DATA:
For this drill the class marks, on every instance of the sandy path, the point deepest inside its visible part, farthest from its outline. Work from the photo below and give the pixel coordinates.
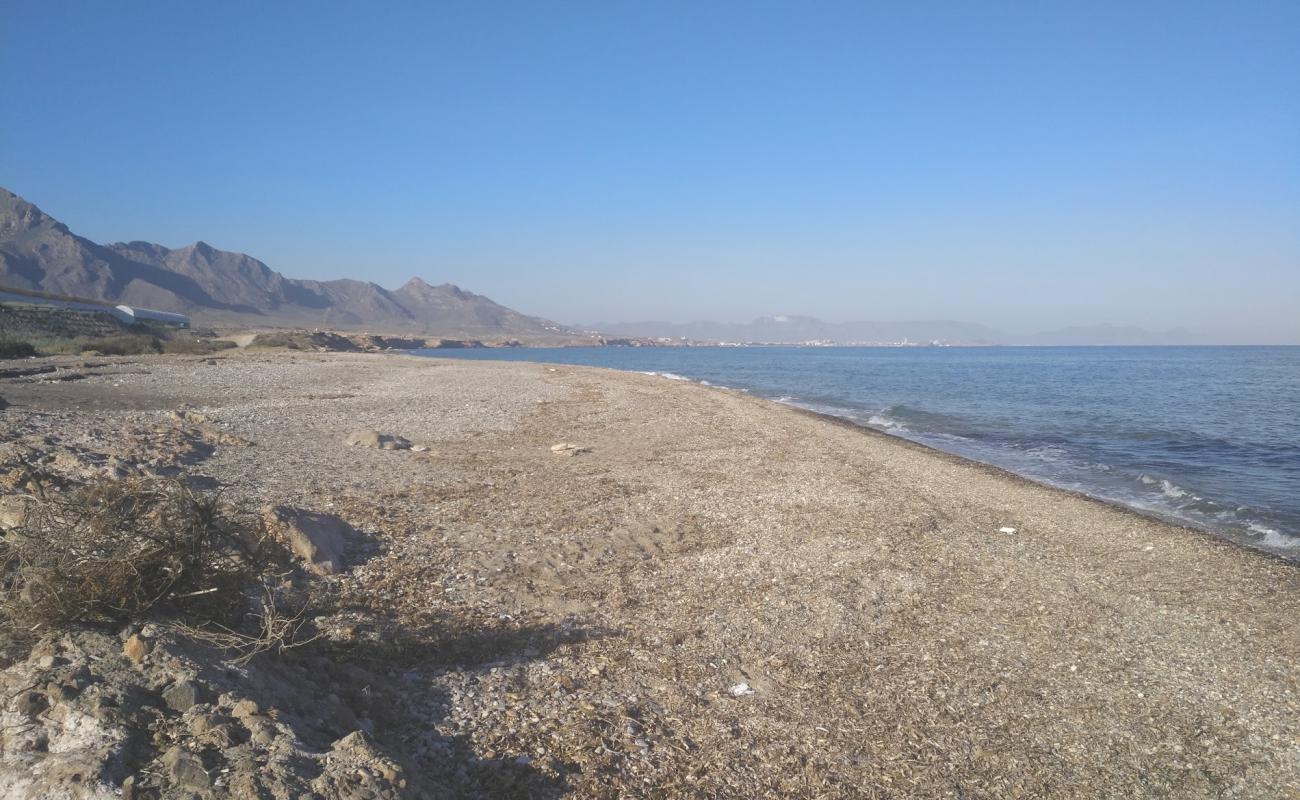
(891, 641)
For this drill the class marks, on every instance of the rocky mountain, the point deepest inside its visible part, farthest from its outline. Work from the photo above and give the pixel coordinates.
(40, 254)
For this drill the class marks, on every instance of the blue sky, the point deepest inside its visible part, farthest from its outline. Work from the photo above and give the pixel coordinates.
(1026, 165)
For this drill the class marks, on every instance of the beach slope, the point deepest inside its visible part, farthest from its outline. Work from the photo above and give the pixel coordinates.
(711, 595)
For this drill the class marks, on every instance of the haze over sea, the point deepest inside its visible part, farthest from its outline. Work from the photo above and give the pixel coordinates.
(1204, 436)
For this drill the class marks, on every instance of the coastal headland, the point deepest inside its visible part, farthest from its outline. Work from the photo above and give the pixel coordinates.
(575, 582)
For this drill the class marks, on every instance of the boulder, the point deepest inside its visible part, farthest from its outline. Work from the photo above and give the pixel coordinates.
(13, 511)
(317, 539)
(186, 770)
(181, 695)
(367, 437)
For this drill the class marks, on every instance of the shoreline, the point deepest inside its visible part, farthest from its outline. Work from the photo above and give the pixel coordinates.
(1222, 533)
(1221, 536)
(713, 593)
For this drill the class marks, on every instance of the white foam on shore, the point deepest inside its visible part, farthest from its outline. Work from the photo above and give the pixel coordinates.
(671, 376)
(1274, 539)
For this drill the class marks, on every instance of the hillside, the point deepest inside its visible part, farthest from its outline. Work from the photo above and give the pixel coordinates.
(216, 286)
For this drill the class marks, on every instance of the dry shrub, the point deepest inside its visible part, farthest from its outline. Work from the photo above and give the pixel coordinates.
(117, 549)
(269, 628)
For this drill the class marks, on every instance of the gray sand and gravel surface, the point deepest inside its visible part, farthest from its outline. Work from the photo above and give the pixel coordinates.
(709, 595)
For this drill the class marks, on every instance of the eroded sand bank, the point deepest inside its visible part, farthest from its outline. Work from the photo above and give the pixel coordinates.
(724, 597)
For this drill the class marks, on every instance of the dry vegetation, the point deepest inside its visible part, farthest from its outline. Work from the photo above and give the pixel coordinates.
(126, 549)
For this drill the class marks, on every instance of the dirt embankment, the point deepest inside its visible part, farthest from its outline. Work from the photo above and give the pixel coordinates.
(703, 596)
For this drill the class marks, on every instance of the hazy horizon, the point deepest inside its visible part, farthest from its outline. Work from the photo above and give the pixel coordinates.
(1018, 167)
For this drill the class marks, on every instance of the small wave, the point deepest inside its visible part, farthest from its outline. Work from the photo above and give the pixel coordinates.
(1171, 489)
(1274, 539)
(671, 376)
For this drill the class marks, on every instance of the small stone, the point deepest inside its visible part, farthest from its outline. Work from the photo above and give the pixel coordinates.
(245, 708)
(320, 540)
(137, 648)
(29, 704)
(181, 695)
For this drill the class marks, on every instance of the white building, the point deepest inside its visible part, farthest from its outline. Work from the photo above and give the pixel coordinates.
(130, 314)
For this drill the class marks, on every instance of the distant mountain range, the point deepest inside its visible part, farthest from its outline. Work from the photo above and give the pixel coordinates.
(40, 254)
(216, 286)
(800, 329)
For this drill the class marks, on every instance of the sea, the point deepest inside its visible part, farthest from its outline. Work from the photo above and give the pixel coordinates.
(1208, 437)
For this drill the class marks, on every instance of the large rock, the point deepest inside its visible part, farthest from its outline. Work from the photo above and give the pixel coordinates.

PROBLEM STATEMENT:
Reproduce every record above word for word. Leave the pictures out.

SOLUTION FOR THIS PROBLEM:
For this drill the class marks, on every instance of the sandy path, the point deepest inside its visible part, farthest from its outline. Work from the photo below and give the pixel coordinates.
(891, 641)
For this drill the class marks, on every instance of the rocky mountain, the point deepest inside its visible part, farthest from its outline. Work from the photo above and give the pixel coordinates.
(40, 254)
For this drill the class marks, on every instance of the blue sky, the point deepest inside its visible part, farthest from its outline. Work from the photo above and give the pixel coordinates.
(1026, 165)
For this drill the class marks, on every instance of the beach slope, the point deepest inside its visible part, farthest from its outline. Work from the photo above and give the pixel coordinates.
(711, 595)
For this drill the class marks, on every instance of the haze over sea, the point deepest inside its visible part, farthest from its outline. Work from the photo above and give the pixel coordinates.
(1204, 436)
For this drill the class marks, on every instance of the coastal headland, the point deepest inside its visible part, farthest from its outline. Work from the photo above and give the pixel coordinates.
(575, 582)
For this drill the class marks, on every instance of the boulder, the point deepest inside its visible part, farthest from its outline. Work from the photo above and give the pixel coordinates.
(13, 511)
(317, 539)
(186, 770)
(181, 695)
(367, 437)
For this drill the class marks, on every instance of the shoreline, the point deepest inside its visible part, farthest from its outline. Work from the photo above and give the pixel coordinates.
(1222, 533)
(1221, 536)
(713, 593)
For this drill the class marks, on every instance of the white foam on shore, the point deepest inside its visible part, farthest from its outline. Work from the photo above and give the pixel coordinates.
(671, 376)
(1274, 539)
For this drill the class marks, on every instance of the hillside, the point deepest inside its visible part, farthest from its outline. Work from the photo above and give the pixel coordinates.
(216, 286)
For this drill the class marks, on every instance of the dry shrub, the point deepest inside its visible part, farthest from its outline. Work from the photo above and give the pixel coordinates.
(117, 549)
(269, 628)
For this drill the class marks, on every instance of the gray sand and gravel surface, the point deepest inside its visible part, farthest from its outline. Work from the photo above and give the pixel coordinates.
(709, 595)
For this drill the class marks, on every instance of the eroded sand bank, the point deepest inside its visible part, farthest from its outline. Work from the photo above and give the pixel coordinates.
(724, 597)
For this drill the class marks, on every instance of the dry vegetation, the point deepest inside its visible part, farthest from its outline. Work from the photo above and give the pixel coordinates.
(126, 549)
For this drill the class marks, on every instance of the dirt embankment, the point deepest inside its visible part, farthest from its outline. Work from the photo above and give the pixel coordinates.
(703, 596)
For this drill the class marks, on every instance of the hazy horizon, the point deepest inside its visible part, farthest from its outline. Work from the photo above and give the pixel coordinates.
(1018, 167)
For this drill the class marks, on every instance of the small wave, the point deepest inside its visible part, farthest from its outline. Work from the photo above and give the pixel coordinates.
(1171, 489)
(1274, 539)
(671, 376)
For this drill the class marks, on every instance of the small stone, the point deepest inside its visible part, farthest from its outline. Work from the photo above and give the pixel coordinates.
(245, 708)
(320, 540)
(137, 648)
(29, 704)
(181, 695)
For this drill the class marks, on every instance of the white building, the point deepest inside its visible part, farthest from its outline. Work from the photo above and give the pixel coordinates.
(130, 314)
For this drill the class marks, on every instance of the distant mountain range, the point deepest inside its visible part, farthest from its outline. Work from the photo above and give the pixel coordinates.
(40, 254)
(216, 286)
(800, 329)
For this drill the class marks, on every instance of the sea, the point deepest inside its visible part, farthest from its outline. Work from the photo above and give the pixel coordinates.
(1208, 437)
For this drill the class marks, on every instance of the large rock, the point deepest inside its visible part, farthest from its outline. Work from the photo above and give the pixel coordinates.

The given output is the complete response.